**** Document extract ****

Importance of Accounting Information Systems

by Jennifer VanBaren ; Updated September 26, 2017
An accounting information system is designed to keep records of a business in an efficient manner.

An accounting information system is typically a computerized accounting program that keeps records for a company. The information is entered into the system and the system tracks and organizes the accounting information. The accounting information system is used also to provide detailed information about the company, including financial statements.

Business Transactions

An accounting information system is designed to record all transactions of a business. An accounting clerk enters all business transactions into the program and the transactions automatically are posted to the corresponding accounts. This is important because any time information is needed, it can found on the computer and is organized.

Accounts Payable

An accounting information system allows for easier payments made on accounts payable. Many systems are designed to pay all bills due with a click of a button. A date is selected and checks are automatically made out for all bills due. Most systems allow a clerk to unselect certain bills if a company is not ready to pay a specific bill.

**** Extracted material ****

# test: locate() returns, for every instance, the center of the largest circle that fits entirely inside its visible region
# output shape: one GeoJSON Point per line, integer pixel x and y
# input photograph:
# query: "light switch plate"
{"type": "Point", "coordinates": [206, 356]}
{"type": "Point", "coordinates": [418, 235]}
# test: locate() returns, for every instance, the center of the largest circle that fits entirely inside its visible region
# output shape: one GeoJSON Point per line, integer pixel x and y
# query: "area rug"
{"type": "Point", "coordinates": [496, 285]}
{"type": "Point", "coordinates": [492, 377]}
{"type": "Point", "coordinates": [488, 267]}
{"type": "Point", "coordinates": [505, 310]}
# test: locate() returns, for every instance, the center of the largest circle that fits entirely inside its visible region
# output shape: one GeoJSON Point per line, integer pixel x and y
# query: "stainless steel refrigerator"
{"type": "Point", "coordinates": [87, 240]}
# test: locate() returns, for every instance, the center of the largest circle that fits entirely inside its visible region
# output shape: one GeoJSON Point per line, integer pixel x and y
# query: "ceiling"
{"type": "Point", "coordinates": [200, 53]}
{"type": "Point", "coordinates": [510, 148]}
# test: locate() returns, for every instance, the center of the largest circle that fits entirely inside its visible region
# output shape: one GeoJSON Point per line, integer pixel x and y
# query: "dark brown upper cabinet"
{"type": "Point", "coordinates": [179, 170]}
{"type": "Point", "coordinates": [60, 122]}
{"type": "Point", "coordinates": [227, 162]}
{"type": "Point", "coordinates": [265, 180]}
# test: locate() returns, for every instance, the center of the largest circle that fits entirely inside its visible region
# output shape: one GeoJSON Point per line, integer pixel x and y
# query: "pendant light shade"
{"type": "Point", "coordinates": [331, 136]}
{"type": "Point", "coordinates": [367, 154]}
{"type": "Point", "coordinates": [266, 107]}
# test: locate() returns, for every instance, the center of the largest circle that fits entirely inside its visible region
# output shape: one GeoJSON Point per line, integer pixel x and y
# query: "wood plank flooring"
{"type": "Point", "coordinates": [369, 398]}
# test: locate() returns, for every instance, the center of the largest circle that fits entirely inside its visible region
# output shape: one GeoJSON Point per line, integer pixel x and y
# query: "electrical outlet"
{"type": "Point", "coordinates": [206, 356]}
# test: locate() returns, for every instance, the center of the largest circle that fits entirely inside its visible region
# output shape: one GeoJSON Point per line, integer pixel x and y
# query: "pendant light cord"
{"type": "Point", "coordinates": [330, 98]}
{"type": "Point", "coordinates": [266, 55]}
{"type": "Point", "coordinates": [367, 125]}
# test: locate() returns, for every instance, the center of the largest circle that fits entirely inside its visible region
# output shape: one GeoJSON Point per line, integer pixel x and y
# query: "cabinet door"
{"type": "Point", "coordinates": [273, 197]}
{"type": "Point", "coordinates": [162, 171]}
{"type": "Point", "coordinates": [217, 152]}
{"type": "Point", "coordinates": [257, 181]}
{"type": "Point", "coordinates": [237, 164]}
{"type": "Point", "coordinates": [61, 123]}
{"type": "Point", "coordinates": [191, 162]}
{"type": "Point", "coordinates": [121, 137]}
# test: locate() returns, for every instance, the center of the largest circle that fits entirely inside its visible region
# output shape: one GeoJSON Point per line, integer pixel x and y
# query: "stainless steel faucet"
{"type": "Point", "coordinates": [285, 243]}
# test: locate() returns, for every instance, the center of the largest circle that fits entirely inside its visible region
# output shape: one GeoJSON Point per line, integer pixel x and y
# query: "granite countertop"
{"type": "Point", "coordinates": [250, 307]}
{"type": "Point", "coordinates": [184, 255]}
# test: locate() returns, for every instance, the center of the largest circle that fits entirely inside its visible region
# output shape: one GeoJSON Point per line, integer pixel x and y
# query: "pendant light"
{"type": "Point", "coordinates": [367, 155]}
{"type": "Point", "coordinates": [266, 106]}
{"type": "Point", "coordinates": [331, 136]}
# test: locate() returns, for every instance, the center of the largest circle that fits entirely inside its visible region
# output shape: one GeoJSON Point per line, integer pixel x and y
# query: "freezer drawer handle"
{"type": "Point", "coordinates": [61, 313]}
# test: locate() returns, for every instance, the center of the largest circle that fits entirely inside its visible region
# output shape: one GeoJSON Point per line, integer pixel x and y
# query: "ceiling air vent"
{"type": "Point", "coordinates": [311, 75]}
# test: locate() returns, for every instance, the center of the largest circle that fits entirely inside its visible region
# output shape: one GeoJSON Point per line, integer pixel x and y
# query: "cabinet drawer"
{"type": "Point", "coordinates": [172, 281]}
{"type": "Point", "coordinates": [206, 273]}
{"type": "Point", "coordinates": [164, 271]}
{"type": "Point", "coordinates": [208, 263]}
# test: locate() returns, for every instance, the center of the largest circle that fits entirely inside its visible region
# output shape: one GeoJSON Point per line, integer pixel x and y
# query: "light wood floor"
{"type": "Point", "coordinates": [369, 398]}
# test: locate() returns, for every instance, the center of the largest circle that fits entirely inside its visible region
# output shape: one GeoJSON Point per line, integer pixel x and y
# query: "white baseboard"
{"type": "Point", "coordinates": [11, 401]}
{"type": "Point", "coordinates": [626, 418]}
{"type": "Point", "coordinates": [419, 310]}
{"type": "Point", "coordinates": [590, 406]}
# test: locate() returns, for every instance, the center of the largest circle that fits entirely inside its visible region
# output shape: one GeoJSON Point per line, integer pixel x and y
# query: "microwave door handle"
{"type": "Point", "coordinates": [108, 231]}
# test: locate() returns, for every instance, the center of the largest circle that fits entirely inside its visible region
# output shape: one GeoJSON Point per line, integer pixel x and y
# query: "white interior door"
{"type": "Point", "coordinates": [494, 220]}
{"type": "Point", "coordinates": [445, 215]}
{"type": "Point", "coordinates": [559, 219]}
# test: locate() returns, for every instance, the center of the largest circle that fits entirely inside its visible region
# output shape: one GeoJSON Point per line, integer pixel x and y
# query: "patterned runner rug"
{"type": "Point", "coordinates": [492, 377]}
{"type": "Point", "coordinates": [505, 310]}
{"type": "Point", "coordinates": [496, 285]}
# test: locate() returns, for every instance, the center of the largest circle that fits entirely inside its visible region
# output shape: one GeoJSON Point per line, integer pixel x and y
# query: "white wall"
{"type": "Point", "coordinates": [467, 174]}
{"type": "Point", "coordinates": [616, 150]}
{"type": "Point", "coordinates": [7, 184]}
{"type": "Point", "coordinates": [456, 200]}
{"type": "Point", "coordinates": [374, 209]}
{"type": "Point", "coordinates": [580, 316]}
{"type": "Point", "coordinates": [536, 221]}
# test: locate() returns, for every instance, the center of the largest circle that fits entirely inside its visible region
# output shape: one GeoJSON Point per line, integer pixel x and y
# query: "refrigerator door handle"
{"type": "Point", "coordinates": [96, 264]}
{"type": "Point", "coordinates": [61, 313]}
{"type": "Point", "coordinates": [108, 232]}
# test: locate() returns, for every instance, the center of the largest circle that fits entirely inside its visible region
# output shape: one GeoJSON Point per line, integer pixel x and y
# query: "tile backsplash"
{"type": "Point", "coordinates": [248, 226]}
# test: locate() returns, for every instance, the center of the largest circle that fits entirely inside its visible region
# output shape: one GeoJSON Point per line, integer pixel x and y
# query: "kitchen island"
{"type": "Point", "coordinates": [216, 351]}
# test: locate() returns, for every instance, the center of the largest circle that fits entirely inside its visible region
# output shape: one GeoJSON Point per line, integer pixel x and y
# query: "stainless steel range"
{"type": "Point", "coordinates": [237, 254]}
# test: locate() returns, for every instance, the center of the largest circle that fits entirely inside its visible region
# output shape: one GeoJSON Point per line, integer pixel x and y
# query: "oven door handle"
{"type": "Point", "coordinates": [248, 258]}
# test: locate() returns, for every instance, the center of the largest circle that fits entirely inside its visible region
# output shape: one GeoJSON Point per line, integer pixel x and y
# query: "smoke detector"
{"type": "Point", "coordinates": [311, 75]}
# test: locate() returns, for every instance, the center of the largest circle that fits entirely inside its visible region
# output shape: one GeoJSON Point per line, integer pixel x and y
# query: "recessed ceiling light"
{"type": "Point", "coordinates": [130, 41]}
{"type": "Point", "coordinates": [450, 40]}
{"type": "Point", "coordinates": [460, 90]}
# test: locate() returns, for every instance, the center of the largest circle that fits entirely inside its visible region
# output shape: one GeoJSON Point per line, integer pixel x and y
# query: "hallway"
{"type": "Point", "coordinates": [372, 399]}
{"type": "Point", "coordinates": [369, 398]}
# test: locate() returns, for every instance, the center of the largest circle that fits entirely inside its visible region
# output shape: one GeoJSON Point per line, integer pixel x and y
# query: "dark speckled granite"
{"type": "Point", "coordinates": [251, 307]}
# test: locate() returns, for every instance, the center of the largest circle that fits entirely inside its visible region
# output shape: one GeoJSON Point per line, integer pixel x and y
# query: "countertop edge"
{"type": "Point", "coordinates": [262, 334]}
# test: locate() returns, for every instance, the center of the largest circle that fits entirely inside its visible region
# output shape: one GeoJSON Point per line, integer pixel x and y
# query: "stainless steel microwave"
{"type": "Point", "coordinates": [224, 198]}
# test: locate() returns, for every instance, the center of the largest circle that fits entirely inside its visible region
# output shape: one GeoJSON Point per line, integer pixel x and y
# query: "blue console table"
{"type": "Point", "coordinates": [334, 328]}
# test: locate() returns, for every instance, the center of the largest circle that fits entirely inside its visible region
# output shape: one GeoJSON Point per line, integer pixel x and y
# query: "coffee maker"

****

*Work to complete*.
1. Transcribe the stretch of the accounting information systems article from "Importance of Accounting" through "and is organized.".
2. List every heading in the accounting information systems article, counting its title.
3. Decide whether each statement agrees with the accounting information systems article, answering yes or no and quoting the deciding words: (a) The system is typically a computerized program. (b) A clerk must post each transaction to its account by hand. (c) Most systems let a clerk unselect certain bills.
None of the data above is required.

*Task-by-task answers*.
1.
Importance of Accounting Information Systems

by Jennifer VanBaren ; Updated September 26, 2017
An accounting information system is designed to keep records of a business in an efficient manner.

An accounting information system is typically a computerized accounting program that keeps records for a company. The information is entered into the system and the system tracks and organizes the accounting information. The accounting information system is used also to provide detailed information about the company, including financial statements.

Business Transactions

An accounting information system is designed to record all transactions of a business. An accounting clerk enters all business transactions into the program and the transactions automatically are posted to the corresponding accounts. This is important because any time information is needed, it can found on the computer and is organized.

2.
Importance of Accounting Information Systems
Business Transactions
Accounts Payable

3.
(a) Yes: "An accounting information system is typically a computerized accounting program that keeps records for a company."
(b) No: "the transactions automatically are posted to the corresponding accounts."
(c) Yes: "Most systems allow a clerk to unselect certain bills if a company is not ready to pay a specific bill."